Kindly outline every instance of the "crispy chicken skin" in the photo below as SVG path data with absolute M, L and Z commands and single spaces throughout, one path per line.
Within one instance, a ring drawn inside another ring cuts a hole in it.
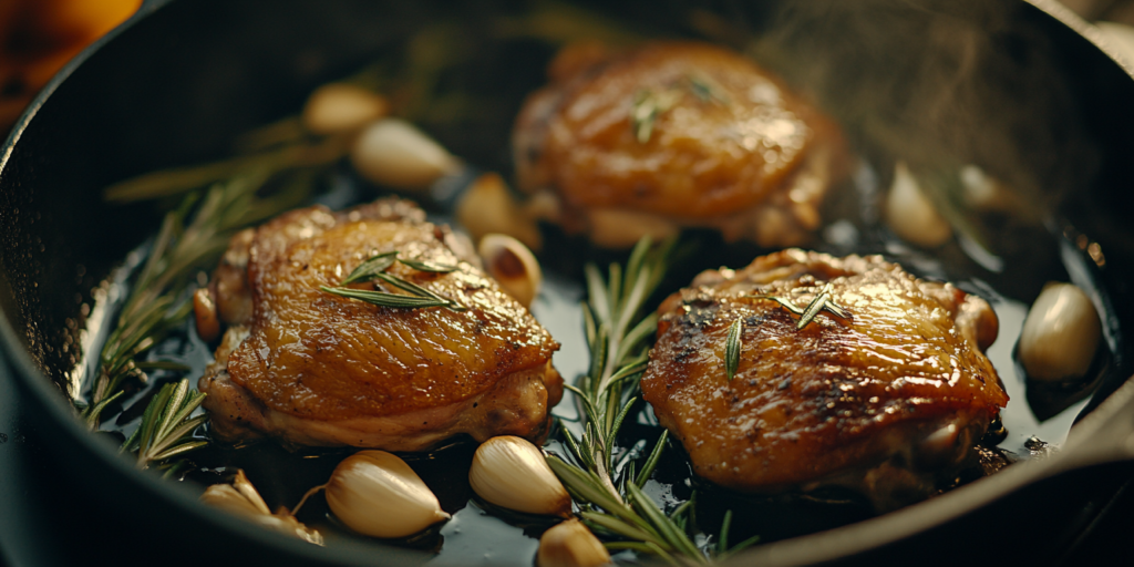
M 390 251 L 459 265 L 388 272 L 468 310 L 380 307 L 320 290 Z M 286 213 L 235 236 L 213 281 L 230 327 L 198 388 L 222 439 L 388 450 L 458 433 L 538 440 L 562 395 L 551 366 L 559 345 L 459 238 L 406 201 Z
M 552 191 L 565 228 L 599 244 L 633 244 L 641 235 L 628 225 L 653 236 L 697 226 L 729 240 L 799 244 L 845 169 L 835 125 L 723 48 L 577 44 L 549 75 L 516 120 L 517 184 Z M 643 141 L 633 115 L 651 105 Z
M 849 319 L 822 312 L 796 330 L 798 318 L 755 297 L 804 307 L 826 282 Z M 989 304 L 879 256 L 787 249 L 706 271 L 659 315 L 643 395 L 695 472 L 737 490 L 844 484 L 883 509 L 924 498 L 1008 401 L 983 355 L 997 336 Z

|---|

* Task prompt:
Return every line of the records above verbatim, leaving out the pictures.

* Correct result:
Kindly outline every instance of the "crispy chicken skin" in the photo below as SVG path data with absolute M, L and Z commands and single spaces throughout, one path per line.
Within one instance, a ring drawn inside another ring cuts a hole in it.
M 390 251 L 459 265 L 388 272 L 468 310 L 380 307 L 320 290 Z M 286 213 L 235 236 L 213 281 L 230 327 L 198 388 L 222 439 L 388 450 L 458 433 L 538 440 L 562 395 L 551 366 L 559 345 L 459 238 L 406 201 Z
M 552 191 L 565 228 L 599 244 L 633 244 L 641 235 L 628 225 L 653 236 L 697 226 L 729 240 L 799 244 L 845 169 L 835 125 L 723 48 L 577 44 L 549 75 L 516 120 L 517 184 Z M 643 141 L 633 115 L 651 105 Z
M 849 319 L 822 312 L 796 330 L 798 318 L 755 297 L 804 307 L 826 282 Z M 989 304 L 879 256 L 787 249 L 706 271 L 659 315 L 643 395 L 695 472 L 737 490 L 844 484 L 883 509 L 924 498 L 1008 401 L 983 355 L 997 336 Z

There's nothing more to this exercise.